Write out the Alan Watts text again, beginning at the words "Alan Watts quotes that" and stopping after "scholar and philosopher-entertainer.", and swap "scholar" for "thinker" throughout that stretch.

**SOURCE PASSAGE:**
>> begin
Alan Watts quotes that will change your perspective on life


  • Quotes on the immediacy of experience and life.
  • Learn a Zen Koan or two and scramble rationalist thought.
  • Ponder on the meaning of life with Alan Watts.

To this day, Alan Watts’s words impactful and wise words circulate through the culture. We find them in the many books he left behind, countless lectures and pop-culture references galore. Renowned scholar and teacher, Joseph Campbell once said of him:

“The pomposities of prodigious learning could be undone by him with a turn of phrase. One stood before him, disarmed — and laughed at what had just been oneself.”

While it is no easy feat to distill the many whimsical phrases and knowledge Watts left behind, these quotes attempt to paint a broad picture of the Eastern scholar and philosopher-entertainer.

Here are some of the best Alan Watts quotes.

Alan Watts and Zen philosophy

What is Zen? Better to ask what isn’t Zen. Watts was one of a kind when it came to articulating what cannot be said. The ineffable comes down to an Earthly speakable form when Watts wanted to probe into the peculiarities of paradox.

Trying to define yourself is like trying to bite your own teeth.

“Zen… does not confuse spirituality with thinking about God while one is peeling potatoes. Zen spirituality is just to peel the potatoes.”
>> end
**GIVEN INFORMATION:**
>> begin
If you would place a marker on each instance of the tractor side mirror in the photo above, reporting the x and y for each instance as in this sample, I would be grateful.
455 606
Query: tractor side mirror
>> end
**TASK ANSWER:**
Alan Watts quotes that will change your perspective on life


  • Quotes on the immediacy of experience and life.
  • Learn a Zen Koan or two and scramble rationalist thought.
  • Ponder on the meaning of life with Alan Watts.

To this day, Alan Watts’s words impactful and wise words circulate through the culture. We find them in the many books he left behind, countless lectures and pop-culture references galore. Renowned thinker and teacher, Joseph Campbell once said of him:

“The pomposities of prodigious learning could be undone by him with a turn of phrase. One stood before him, disarmed — and laughed at what had just been oneself.”

While it is no easy feat to distill the many whimsical phrases and knowledge Watts left behind, these quotes attempt to paint a broad picture of the Eastern thinker and philosopher-entertainer.